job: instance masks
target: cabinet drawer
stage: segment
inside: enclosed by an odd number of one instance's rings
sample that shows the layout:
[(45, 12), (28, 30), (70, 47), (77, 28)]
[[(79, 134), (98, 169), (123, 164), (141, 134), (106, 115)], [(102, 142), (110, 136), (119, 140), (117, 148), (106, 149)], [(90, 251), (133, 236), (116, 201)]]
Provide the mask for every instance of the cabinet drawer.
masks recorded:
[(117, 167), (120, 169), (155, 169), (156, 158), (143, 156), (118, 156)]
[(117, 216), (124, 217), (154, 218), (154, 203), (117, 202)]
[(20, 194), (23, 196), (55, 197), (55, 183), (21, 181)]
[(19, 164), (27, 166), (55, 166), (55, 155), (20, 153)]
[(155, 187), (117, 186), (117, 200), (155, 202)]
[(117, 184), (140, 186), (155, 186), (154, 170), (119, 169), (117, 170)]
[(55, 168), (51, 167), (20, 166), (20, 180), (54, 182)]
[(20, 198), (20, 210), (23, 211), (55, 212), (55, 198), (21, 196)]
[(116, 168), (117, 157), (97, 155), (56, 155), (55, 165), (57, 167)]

====================

Exercise objective |
Could you print all of the rows above again, unchanged and character for character?

Output below |
job: instance masks
target: cabinet drawer
stage: segment
inside: enclosed by an odd number of one instance's rings
sample that shows the layout:
[(45, 12), (28, 30), (70, 47), (77, 28)]
[[(79, 134), (98, 169), (123, 164), (141, 134), (106, 115)], [(102, 142), (110, 136), (119, 140), (117, 148), (106, 149)], [(90, 251), (133, 236), (116, 201)]]
Provide the mask for every instance of the cabinet drawer.
masks recorded:
[(117, 167), (120, 169), (155, 169), (156, 158), (143, 156), (118, 156)]
[(117, 216), (124, 217), (154, 218), (154, 203), (117, 202)]
[(20, 194), (23, 196), (55, 197), (55, 183), (21, 181)]
[(19, 164), (27, 166), (55, 166), (55, 155), (20, 153)]
[(155, 187), (117, 186), (117, 200), (155, 202)]
[(117, 184), (140, 186), (155, 186), (154, 170), (119, 169), (117, 170)]
[(55, 168), (51, 167), (20, 166), (20, 180), (54, 182)]
[(20, 198), (20, 210), (23, 211), (55, 212), (55, 198), (21, 196)]
[(116, 168), (117, 157), (97, 155), (56, 155), (55, 165), (57, 167)]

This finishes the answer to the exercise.